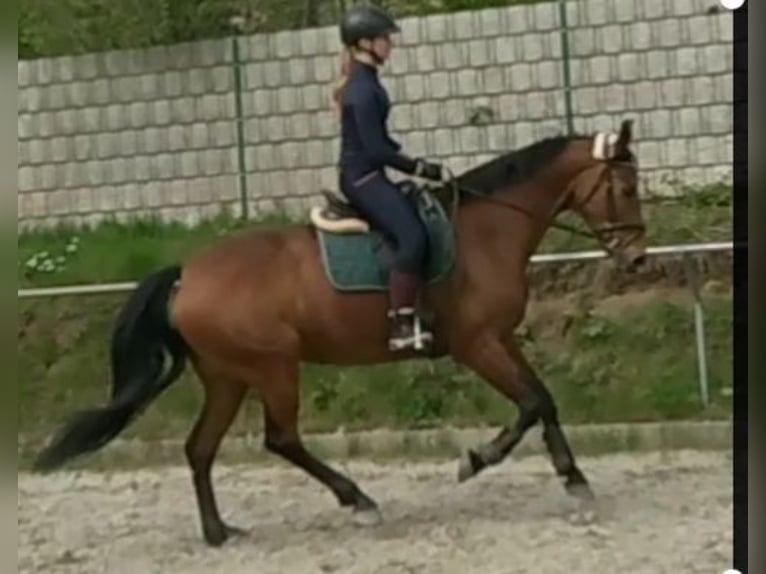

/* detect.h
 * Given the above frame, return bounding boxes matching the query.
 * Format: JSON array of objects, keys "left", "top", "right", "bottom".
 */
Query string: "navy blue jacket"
[{"left": 339, "top": 60, "right": 416, "bottom": 176}]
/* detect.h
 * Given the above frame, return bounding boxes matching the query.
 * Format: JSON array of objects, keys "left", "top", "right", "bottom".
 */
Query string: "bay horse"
[{"left": 34, "top": 120, "right": 646, "bottom": 546}]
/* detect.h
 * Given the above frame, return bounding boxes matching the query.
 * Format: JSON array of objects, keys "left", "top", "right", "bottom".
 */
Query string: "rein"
[{"left": 436, "top": 161, "right": 645, "bottom": 244}]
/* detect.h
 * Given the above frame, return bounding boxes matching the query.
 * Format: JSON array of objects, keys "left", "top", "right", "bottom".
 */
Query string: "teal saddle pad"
[{"left": 317, "top": 193, "right": 456, "bottom": 291}]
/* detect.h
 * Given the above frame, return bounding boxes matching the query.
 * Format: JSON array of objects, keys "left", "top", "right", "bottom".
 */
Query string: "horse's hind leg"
[
  {"left": 259, "top": 359, "right": 381, "bottom": 526},
  {"left": 186, "top": 364, "right": 247, "bottom": 546}
]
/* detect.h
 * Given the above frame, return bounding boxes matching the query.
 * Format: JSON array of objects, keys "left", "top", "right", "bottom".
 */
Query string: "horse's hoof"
[
  {"left": 565, "top": 482, "right": 596, "bottom": 502},
  {"left": 204, "top": 524, "right": 248, "bottom": 548},
  {"left": 351, "top": 507, "right": 383, "bottom": 528},
  {"left": 457, "top": 450, "right": 483, "bottom": 482}
]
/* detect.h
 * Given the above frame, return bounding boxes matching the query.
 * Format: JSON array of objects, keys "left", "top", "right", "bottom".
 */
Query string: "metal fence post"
[
  {"left": 231, "top": 22, "right": 250, "bottom": 220},
  {"left": 558, "top": 0, "right": 574, "bottom": 135},
  {"left": 684, "top": 254, "right": 710, "bottom": 407}
]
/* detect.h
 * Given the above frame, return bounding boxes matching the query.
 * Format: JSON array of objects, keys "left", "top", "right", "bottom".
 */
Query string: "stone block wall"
[{"left": 18, "top": 0, "right": 733, "bottom": 227}]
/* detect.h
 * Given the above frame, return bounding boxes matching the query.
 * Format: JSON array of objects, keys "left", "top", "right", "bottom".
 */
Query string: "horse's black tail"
[{"left": 34, "top": 266, "right": 188, "bottom": 471}]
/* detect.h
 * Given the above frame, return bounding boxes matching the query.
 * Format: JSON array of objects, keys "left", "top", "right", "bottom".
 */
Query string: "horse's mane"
[{"left": 457, "top": 134, "right": 588, "bottom": 199}]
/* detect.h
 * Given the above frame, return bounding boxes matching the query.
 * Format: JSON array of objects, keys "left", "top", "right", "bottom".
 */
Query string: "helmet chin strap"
[{"left": 356, "top": 44, "right": 383, "bottom": 65}]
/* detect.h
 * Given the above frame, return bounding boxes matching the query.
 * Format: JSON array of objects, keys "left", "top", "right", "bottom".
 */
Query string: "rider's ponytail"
[{"left": 332, "top": 48, "right": 353, "bottom": 114}]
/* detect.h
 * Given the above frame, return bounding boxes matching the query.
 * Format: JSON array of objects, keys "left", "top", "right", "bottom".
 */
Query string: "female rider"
[{"left": 333, "top": 6, "right": 442, "bottom": 350}]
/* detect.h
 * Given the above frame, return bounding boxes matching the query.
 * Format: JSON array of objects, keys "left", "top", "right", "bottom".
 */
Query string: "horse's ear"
[{"left": 614, "top": 120, "right": 633, "bottom": 156}]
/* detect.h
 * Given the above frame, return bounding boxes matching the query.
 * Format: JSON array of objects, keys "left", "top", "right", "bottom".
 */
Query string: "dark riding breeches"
[{"left": 340, "top": 172, "right": 428, "bottom": 274}]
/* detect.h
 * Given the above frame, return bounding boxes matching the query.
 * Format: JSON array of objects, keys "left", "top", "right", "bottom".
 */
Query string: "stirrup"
[{"left": 388, "top": 309, "right": 433, "bottom": 351}]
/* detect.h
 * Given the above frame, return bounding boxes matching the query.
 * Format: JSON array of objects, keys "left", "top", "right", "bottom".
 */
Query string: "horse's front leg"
[
  {"left": 454, "top": 333, "right": 553, "bottom": 482},
  {"left": 458, "top": 334, "right": 593, "bottom": 499}
]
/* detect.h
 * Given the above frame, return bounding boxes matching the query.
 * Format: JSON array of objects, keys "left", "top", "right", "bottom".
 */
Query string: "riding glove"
[{"left": 415, "top": 159, "right": 444, "bottom": 181}]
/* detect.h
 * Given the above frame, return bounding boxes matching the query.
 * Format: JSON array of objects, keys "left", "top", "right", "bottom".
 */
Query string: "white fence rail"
[{"left": 18, "top": 241, "right": 734, "bottom": 405}]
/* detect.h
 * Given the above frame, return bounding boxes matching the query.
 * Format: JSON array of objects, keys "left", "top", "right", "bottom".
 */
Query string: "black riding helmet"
[{"left": 340, "top": 6, "right": 400, "bottom": 46}]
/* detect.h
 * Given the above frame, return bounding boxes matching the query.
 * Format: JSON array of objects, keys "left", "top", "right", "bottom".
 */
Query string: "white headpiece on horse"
[{"left": 593, "top": 132, "right": 618, "bottom": 161}]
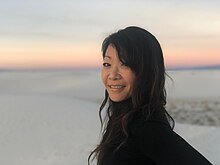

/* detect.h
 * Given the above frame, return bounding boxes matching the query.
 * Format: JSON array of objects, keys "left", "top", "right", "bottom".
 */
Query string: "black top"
[{"left": 101, "top": 98, "right": 211, "bottom": 165}]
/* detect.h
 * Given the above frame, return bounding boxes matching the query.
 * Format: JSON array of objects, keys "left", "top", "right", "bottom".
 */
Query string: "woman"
[{"left": 89, "top": 27, "right": 211, "bottom": 165}]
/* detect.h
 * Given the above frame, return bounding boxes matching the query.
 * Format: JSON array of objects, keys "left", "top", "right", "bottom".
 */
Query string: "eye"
[{"left": 102, "top": 62, "right": 110, "bottom": 67}]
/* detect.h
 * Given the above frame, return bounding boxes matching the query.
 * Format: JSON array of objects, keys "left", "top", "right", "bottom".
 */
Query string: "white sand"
[{"left": 0, "top": 71, "right": 220, "bottom": 165}]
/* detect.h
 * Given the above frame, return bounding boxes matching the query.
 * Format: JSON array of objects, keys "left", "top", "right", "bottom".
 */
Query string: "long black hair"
[{"left": 88, "top": 26, "right": 174, "bottom": 165}]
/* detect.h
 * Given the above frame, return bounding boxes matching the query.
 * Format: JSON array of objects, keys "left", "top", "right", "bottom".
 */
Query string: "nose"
[{"left": 108, "top": 67, "right": 121, "bottom": 80}]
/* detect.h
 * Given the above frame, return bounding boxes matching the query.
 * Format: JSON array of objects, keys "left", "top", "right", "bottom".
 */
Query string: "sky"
[{"left": 0, "top": 0, "right": 220, "bottom": 68}]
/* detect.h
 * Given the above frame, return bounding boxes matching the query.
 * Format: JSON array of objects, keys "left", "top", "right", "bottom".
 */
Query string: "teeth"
[{"left": 110, "top": 85, "right": 123, "bottom": 89}]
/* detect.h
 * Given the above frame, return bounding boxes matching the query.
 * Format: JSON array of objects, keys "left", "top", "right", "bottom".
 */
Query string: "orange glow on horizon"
[
  {"left": 164, "top": 48, "right": 220, "bottom": 67},
  {"left": 0, "top": 44, "right": 101, "bottom": 68},
  {"left": 0, "top": 43, "right": 220, "bottom": 68}
]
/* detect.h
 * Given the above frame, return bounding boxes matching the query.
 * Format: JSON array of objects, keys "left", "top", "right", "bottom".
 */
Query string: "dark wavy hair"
[{"left": 88, "top": 26, "right": 174, "bottom": 165}]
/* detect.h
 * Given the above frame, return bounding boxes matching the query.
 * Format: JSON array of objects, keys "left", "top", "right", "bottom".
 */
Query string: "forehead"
[{"left": 104, "top": 45, "right": 119, "bottom": 60}]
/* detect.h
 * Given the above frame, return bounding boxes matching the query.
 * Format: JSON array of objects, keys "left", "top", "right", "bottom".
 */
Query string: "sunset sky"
[{"left": 0, "top": 0, "right": 220, "bottom": 68}]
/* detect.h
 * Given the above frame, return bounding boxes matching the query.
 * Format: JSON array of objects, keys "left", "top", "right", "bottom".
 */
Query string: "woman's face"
[{"left": 102, "top": 45, "right": 136, "bottom": 102}]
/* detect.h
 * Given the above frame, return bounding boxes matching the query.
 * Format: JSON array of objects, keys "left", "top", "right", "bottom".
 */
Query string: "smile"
[
  {"left": 108, "top": 85, "right": 125, "bottom": 90},
  {"left": 109, "top": 85, "right": 125, "bottom": 89}
]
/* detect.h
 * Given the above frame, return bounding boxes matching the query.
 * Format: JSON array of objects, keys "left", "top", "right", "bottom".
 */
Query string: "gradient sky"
[{"left": 0, "top": 0, "right": 220, "bottom": 68}]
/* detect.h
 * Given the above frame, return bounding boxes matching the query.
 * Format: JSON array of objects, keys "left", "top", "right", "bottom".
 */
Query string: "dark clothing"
[{"left": 101, "top": 99, "right": 211, "bottom": 165}]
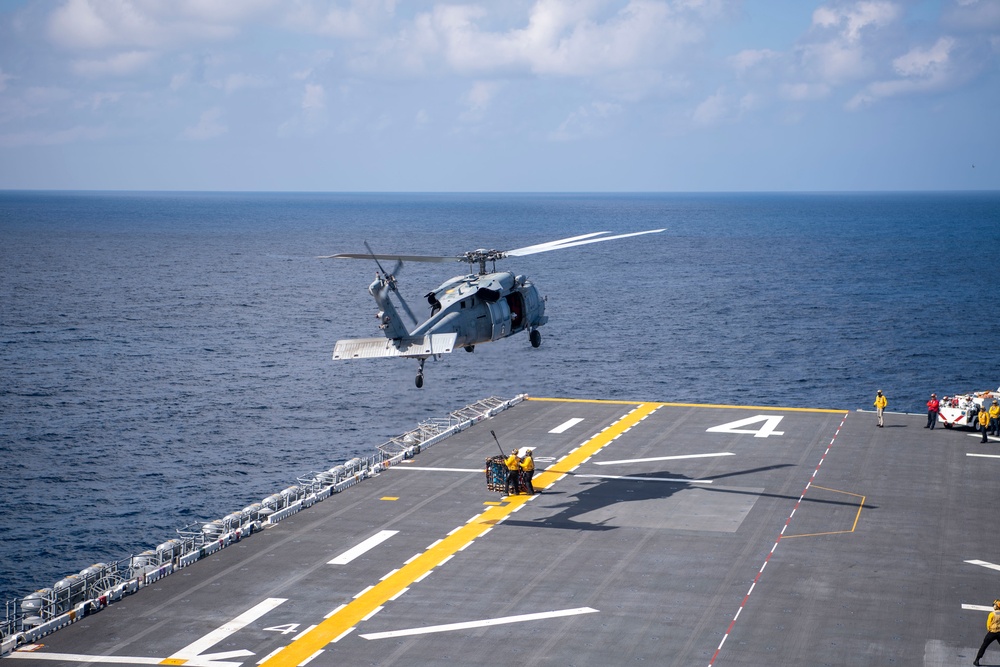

- - -

§ GIVEN REQUEST
Pull out every line of the rows above that contains the string "horse", matching its case exactly.

§ RESPONSE BELOW
Query string: "bay horse"
Query string: "horse's hind leg"
Query string: "horse's hoof"
Query string: "horse's black tail"
Query string: "horse's mane"
Query string: "horse's ear"
Query string: "horse's front leg"
Query string: "white headpiece on horse"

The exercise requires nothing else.